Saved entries
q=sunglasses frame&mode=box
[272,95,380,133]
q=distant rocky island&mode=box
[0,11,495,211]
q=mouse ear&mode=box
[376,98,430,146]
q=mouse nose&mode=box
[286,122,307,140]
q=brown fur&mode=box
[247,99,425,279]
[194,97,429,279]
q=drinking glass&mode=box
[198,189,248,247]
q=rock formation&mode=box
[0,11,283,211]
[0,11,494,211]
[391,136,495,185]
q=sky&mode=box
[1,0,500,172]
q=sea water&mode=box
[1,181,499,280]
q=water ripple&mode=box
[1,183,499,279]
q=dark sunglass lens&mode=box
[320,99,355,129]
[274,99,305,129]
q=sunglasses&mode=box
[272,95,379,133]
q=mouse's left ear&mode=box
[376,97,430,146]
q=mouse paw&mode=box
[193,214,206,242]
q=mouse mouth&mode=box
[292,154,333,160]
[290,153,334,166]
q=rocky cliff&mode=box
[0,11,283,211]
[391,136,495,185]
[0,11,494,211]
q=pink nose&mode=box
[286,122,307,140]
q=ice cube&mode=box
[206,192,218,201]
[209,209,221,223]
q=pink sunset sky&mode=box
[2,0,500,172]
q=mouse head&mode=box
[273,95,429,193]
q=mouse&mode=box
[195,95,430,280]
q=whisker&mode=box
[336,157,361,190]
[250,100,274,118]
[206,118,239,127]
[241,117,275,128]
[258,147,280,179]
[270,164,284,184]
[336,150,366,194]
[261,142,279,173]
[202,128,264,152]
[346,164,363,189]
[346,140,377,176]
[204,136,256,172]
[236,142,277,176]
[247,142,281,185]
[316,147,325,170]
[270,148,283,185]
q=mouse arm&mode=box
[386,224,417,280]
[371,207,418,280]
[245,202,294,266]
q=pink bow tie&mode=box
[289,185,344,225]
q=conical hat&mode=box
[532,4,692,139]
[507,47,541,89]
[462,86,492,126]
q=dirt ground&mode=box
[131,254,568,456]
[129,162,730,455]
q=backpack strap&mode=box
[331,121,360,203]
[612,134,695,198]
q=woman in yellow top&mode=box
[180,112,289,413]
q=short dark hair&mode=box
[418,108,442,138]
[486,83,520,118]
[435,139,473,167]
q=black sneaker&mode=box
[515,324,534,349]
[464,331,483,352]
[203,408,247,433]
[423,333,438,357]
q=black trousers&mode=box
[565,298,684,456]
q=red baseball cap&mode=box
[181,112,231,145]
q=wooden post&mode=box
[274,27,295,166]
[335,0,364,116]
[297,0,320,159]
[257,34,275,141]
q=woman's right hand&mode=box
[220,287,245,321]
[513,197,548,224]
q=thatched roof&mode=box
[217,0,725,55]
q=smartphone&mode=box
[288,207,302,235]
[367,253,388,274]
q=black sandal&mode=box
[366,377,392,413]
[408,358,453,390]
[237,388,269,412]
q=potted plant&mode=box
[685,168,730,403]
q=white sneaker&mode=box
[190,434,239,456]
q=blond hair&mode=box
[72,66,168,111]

Task objective. Retype each record. Keep every character as it is.

Result below.
q=sunglasses frame&mode=box
[272,95,380,133]
q=distant rocky island&mode=box
[0,11,495,211]
q=mouse ear&mode=box
[376,98,430,146]
q=mouse nose&mode=box
[286,122,307,140]
q=brown fur&mode=box
[247,99,425,279]
[194,97,429,279]
q=drinking glass&mode=box
[198,189,248,247]
q=rock formation&mode=box
[0,11,283,211]
[0,11,494,211]
[391,136,495,185]
q=sky&mode=box
[1,0,500,172]
q=sea water&mode=box
[1,181,499,280]
q=water ripple&mode=box
[1,183,499,279]
q=dark sunglass lens&mode=box
[320,99,355,129]
[274,99,305,129]
q=sunglasses&mode=box
[272,95,379,133]
q=mouse's left ear&mode=box
[376,97,430,146]
q=mouse paw&mode=box
[193,214,206,242]
q=mouse mouth&mode=box
[292,154,333,160]
[290,153,334,166]
q=rocky cliff&mode=box
[0,11,283,211]
[391,136,495,185]
[0,11,494,211]
q=pink nose&mode=box
[286,122,307,140]
q=ice cube&mode=box
[206,192,218,201]
[209,209,221,223]
q=pink sunset sky&mode=box
[2,0,500,172]
q=mouse head&mode=box
[273,95,429,193]
q=mouse&mode=box
[195,95,430,280]
q=whisker&mode=box
[336,157,361,190]
[250,100,274,118]
[206,118,239,127]
[241,117,275,128]
[258,147,280,179]
[270,164,284,184]
[336,150,366,194]
[261,142,279,173]
[202,128,264,152]
[346,164,363,189]
[346,140,377,176]
[204,136,256,172]
[236,142,277,176]
[247,142,281,185]
[316,147,325,170]
[270,148,283,185]
q=mouse arm&mode=box
[386,224,417,280]
[371,207,418,280]
[245,202,294,266]
q=pink bow tie&mode=box
[289,185,344,225]
q=conical hat&mode=box
[532,4,692,139]
[507,47,541,89]
[462,86,492,126]
q=dirt ground&mode=box
[131,254,568,456]
[129,162,730,455]
q=backpack strap&mode=box
[331,121,360,203]
[612,134,695,198]
q=woman in yellow top&mode=box
[180,112,289,413]
q=short dark hair&mode=box
[418,108,442,138]
[486,83,520,118]
[435,139,473,167]
q=black sneaker&mode=box
[515,324,534,349]
[464,331,483,352]
[203,408,247,433]
[423,333,438,357]
q=black trousers&mode=box
[565,298,684,456]
q=red baseball cap&mode=box
[181,112,231,145]
q=wooden post&mode=box
[274,27,295,166]
[335,0,364,116]
[297,0,320,159]
[257,34,275,141]
q=woman's right hand&mode=box
[220,287,245,321]
[513,197,548,224]
q=thatched roof&mode=box
[217,0,725,55]
q=smartphone&mode=box
[288,207,302,235]
[367,253,388,274]
q=black sandal&mode=box
[366,377,392,413]
[408,358,453,390]
[237,388,269,412]
q=potted plant&mode=box
[685,168,730,403]
q=white sneaker&mode=box
[190,434,239,456]
q=blond hair&mode=box
[72,66,168,111]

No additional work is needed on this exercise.